**SUPPLIED ENTRIES:**
★ ★ ★ ★ ★ ★ ★
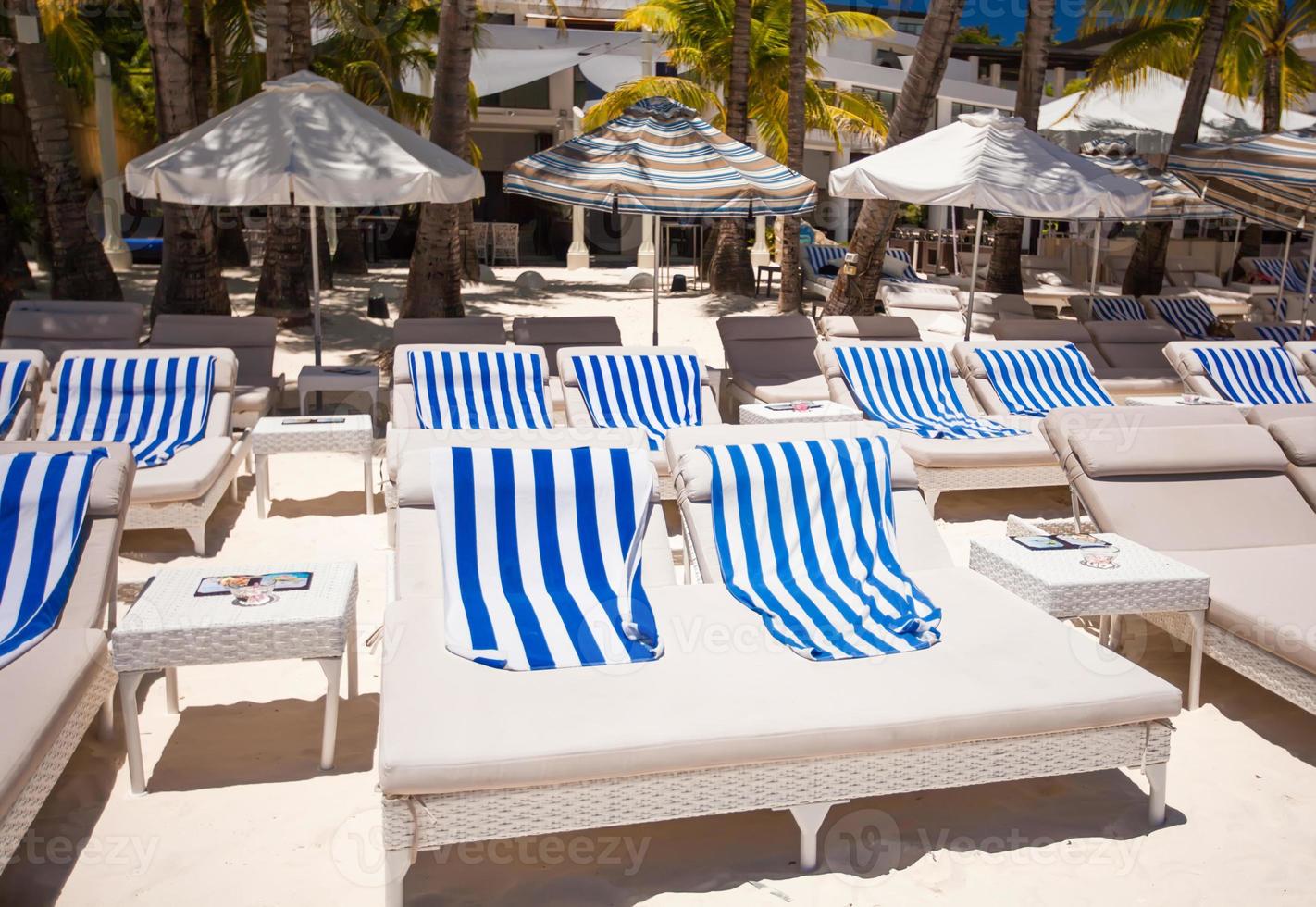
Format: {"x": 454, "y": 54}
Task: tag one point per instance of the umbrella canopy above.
{"x": 1172, "y": 198}
{"x": 302, "y": 141}
{"x": 990, "y": 161}
{"x": 1270, "y": 180}
{"x": 660, "y": 158}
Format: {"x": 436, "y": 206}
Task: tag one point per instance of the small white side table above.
{"x": 342, "y": 379}
{"x": 274, "y": 435}
{"x": 1145, "y": 582}
{"x": 826, "y": 411}
{"x": 170, "y": 627}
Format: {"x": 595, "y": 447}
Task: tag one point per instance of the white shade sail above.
{"x": 992, "y": 162}
{"x": 302, "y": 141}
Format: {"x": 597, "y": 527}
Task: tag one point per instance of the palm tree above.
{"x": 190, "y": 278}
{"x": 434, "y": 280}
{"x": 283, "y": 273}
{"x": 78, "y": 264}
{"x": 729, "y": 271}
{"x": 1004, "y": 275}
{"x": 854, "y": 295}
{"x": 788, "y": 242}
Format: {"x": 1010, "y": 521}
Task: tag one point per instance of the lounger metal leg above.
{"x": 333, "y": 674}
{"x": 128, "y": 683}
{"x": 810, "y": 817}
{"x": 171, "y": 690}
{"x": 396, "y": 863}
{"x": 1156, "y": 807}
{"x": 1199, "y": 640}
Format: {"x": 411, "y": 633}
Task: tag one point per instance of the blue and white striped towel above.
{"x": 541, "y": 555}
{"x": 910, "y": 389}
{"x": 654, "y": 391}
{"x": 43, "y": 514}
{"x": 1188, "y": 315}
{"x": 486, "y": 389}
{"x": 1116, "y": 308}
{"x": 13, "y": 379}
{"x": 1035, "y": 380}
{"x": 805, "y": 539}
{"x": 1285, "y": 333}
{"x": 158, "y": 405}
{"x": 1253, "y": 374}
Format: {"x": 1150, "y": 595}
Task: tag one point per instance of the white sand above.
{"x": 240, "y": 814}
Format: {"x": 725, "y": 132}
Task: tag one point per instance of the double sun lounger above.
{"x": 847, "y": 588}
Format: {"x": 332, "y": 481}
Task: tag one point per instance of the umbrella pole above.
{"x": 973, "y": 275}
{"x": 315, "y": 280}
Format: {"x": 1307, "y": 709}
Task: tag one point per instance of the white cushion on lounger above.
{"x": 726, "y": 692}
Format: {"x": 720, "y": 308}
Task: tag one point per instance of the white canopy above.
{"x": 302, "y": 141}
{"x": 992, "y": 162}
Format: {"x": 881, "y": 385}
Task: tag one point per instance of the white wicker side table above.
{"x": 1145, "y": 582}
{"x": 275, "y": 435}
{"x": 826, "y": 411}
{"x": 168, "y": 627}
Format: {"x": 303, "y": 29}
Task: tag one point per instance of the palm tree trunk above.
{"x": 434, "y": 282}
{"x": 283, "y": 273}
{"x": 788, "y": 240}
{"x": 78, "y": 264}
{"x": 1004, "y": 274}
{"x": 729, "y": 271}
{"x": 854, "y": 295}
{"x": 190, "y": 278}
{"x": 1147, "y": 267}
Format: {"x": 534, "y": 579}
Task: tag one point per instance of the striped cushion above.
{"x": 910, "y": 389}
{"x": 1116, "y": 308}
{"x": 13, "y": 379}
{"x": 1035, "y": 380}
{"x": 1253, "y": 374}
{"x": 486, "y": 389}
{"x": 43, "y": 515}
{"x": 158, "y": 405}
{"x": 1285, "y": 333}
{"x": 1187, "y": 315}
{"x": 805, "y": 540}
{"x": 639, "y": 390}
{"x": 541, "y": 555}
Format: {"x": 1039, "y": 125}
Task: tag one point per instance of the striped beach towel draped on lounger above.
{"x": 158, "y": 405}
{"x": 805, "y": 539}
{"x": 910, "y": 389}
{"x": 13, "y": 379}
{"x": 1188, "y": 315}
{"x": 1253, "y": 374}
{"x": 479, "y": 389}
{"x": 1116, "y": 308}
{"x": 541, "y": 555}
{"x": 43, "y": 513}
{"x": 1032, "y": 380}
{"x": 654, "y": 391}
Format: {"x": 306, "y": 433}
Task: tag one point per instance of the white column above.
{"x": 111, "y": 180}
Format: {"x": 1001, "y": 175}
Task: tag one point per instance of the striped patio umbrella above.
{"x": 661, "y": 159}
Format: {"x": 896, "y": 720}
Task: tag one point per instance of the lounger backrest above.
{"x": 55, "y": 333}
{"x": 1181, "y": 478}
{"x": 403, "y": 399}
{"x": 919, "y": 544}
{"x": 869, "y": 327}
{"x": 1132, "y": 343}
{"x": 221, "y": 401}
{"x": 471, "y": 329}
{"x": 1193, "y": 370}
{"x": 558, "y": 332}
{"x": 252, "y": 339}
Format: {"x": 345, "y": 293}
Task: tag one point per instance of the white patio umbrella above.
{"x": 991, "y": 162}
{"x": 302, "y": 141}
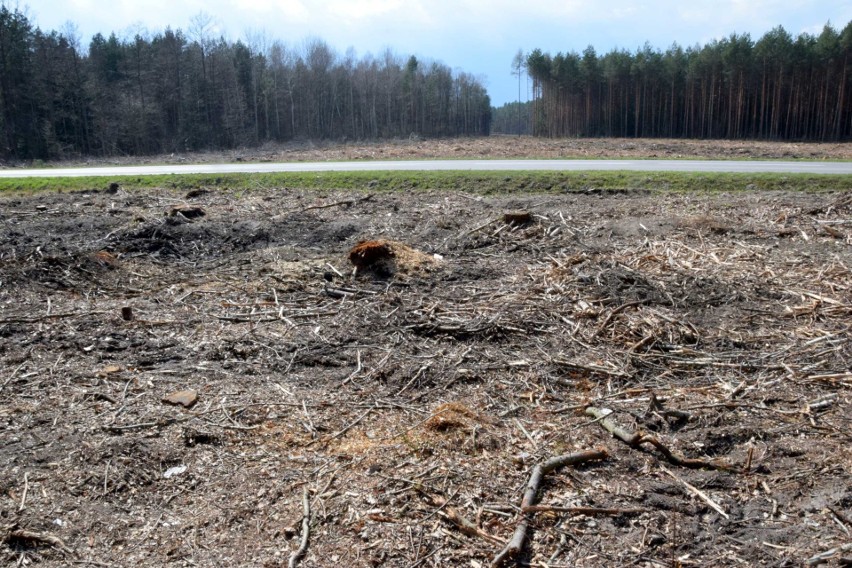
★ ★ ★ ★ ★ ★ ★
**ABOUT THIS EXERCISE:**
In your answer, give every line of the listing above exactly, and do not include the images.

**TASK OUTPUT:**
Format: {"x": 454, "y": 54}
Task: tag one point per instance of the umbrella canopy above.
{"x": 1172, "y": 198}
{"x": 302, "y": 141}
{"x": 990, "y": 161}
{"x": 1270, "y": 180}
{"x": 660, "y": 158}
Format: {"x": 436, "y": 206}
Task: tag one point per instance of the small white side table above.
{"x": 342, "y": 379}
{"x": 274, "y": 435}
{"x": 1145, "y": 582}
{"x": 826, "y": 411}
{"x": 170, "y": 627}
Format: {"x": 595, "y": 447}
Task: tag one point per instance of the white shade sail above.
{"x": 992, "y": 162}
{"x": 302, "y": 141}
Format: {"x": 597, "y": 527}
Task: tag one point per instance of the palm tree above.
{"x": 190, "y": 278}
{"x": 434, "y": 280}
{"x": 283, "y": 273}
{"x": 78, "y": 264}
{"x": 729, "y": 271}
{"x": 1004, "y": 275}
{"x": 854, "y": 295}
{"x": 788, "y": 242}
Format: {"x": 1010, "y": 521}
Task: tag one point per instance of the lounger metal leg above.
{"x": 333, "y": 674}
{"x": 128, "y": 683}
{"x": 810, "y": 817}
{"x": 171, "y": 690}
{"x": 396, "y": 863}
{"x": 1156, "y": 807}
{"x": 1199, "y": 640}
Format: {"x": 411, "y": 633}
Task: tag one point per instance of the blue and white striped towel above.
{"x": 541, "y": 555}
{"x": 910, "y": 389}
{"x": 654, "y": 391}
{"x": 43, "y": 514}
{"x": 1188, "y": 315}
{"x": 486, "y": 389}
{"x": 1116, "y": 308}
{"x": 13, "y": 379}
{"x": 1035, "y": 380}
{"x": 805, "y": 539}
{"x": 1285, "y": 333}
{"x": 158, "y": 405}
{"x": 1253, "y": 374}
Format: {"x": 1150, "y": 595}
Task: tag one point per instance of the white sand above.
{"x": 240, "y": 814}
Format: {"x": 725, "y": 132}
Task: tag one point per instance of the double sun lounger above.
{"x": 847, "y": 588}
Format: {"x": 332, "y": 481}
Task: tag one point per instance of the umbrella pole above.
{"x": 973, "y": 275}
{"x": 315, "y": 280}
Format: {"x": 1307, "y": 709}
Task: tag one point per instance of the white cushion on lounger above.
{"x": 726, "y": 692}
Format: {"x": 720, "y": 308}
Task: tag one point per instance of the white canopy above.
{"x": 302, "y": 141}
{"x": 992, "y": 162}
Format: {"x": 881, "y": 385}
Task: tag one point per instance of the white wicker side table above.
{"x": 1145, "y": 582}
{"x": 275, "y": 435}
{"x": 826, "y": 411}
{"x": 168, "y": 627}
Format: {"x": 303, "y": 29}
Task: tag one point per instance of the palm tree trunk above.
{"x": 434, "y": 282}
{"x": 283, "y": 273}
{"x": 788, "y": 240}
{"x": 78, "y": 264}
{"x": 1004, "y": 274}
{"x": 729, "y": 271}
{"x": 854, "y": 295}
{"x": 190, "y": 278}
{"x": 1147, "y": 267}
Format: {"x": 534, "y": 579}
Task: tag one point per instance of the striped cushion above.
{"x": 910, "y": 389}
{"x": 1116, "y": 308}
{"x": 13, "y": 379}
{"x": 1035, "y": 380}
{"x": 1253, "y": 374}
{"x": 486, "y": 389}
{"x": 43, "y": 515}
{"x": 158, "y": 405}
{"x": 1285, "y": 333}
{"x": 1187, "y": 315}
{"x": 805, "y": 540}
{"x": 639, "y": 390}
{"x": 541, "y": 555}
Format: {"x": 1039, "y": 125}
Task: tag one point per instance of the striped beach towel draped on lounger above.
{"x": 158, "y": 405}
{"x": 805, "y": 539}
{"x": 910, "y": 389}
{"x": 13, "y": 379}
{"x": 1188, "y": 315}
{"x": 1253, "y": 374}
{"x": 479, "y": 389}
{"x": 1116, "y": 308}
{"x": 541, "y": 555}
{"x": 43, "y": 513}
{"x": 1032, "y": 380}
{"x": 654, "y": 391}
Format: {"x": 306, "y": 433}
Task: tag one point per instance of the white column above.
{"x": 111, "y": 180}
Format: {"x": 1001, "y": 175}
Task: tag one point per instance of the striped patio umbrella above.
{"x": 661, "y": 159}
Format: {"x": 896, "y": 720}
Task: tag one point per instance of the lounger backrest above.
{"x": 55, "y": 333}
{"x": 1181, "y": 478}
{"x": 403, "y": 399}
{"x": 919, "y": 544}
{"x": 869, "y": 327}
{"x": 1132, "y": 343}
{"x": 221, "y": 401}
{"x": 471, "y": 329}
{"x": 1193, "y": 370}
{"x": 558, "y": 332}
{"x": 252, "y": 339}
Format: {"x": 345, "y": 293}
Task: tag one point per instance of the white patio umbrella above.
{"x": 991, "y": 162}
{"x": 302, "y": 141}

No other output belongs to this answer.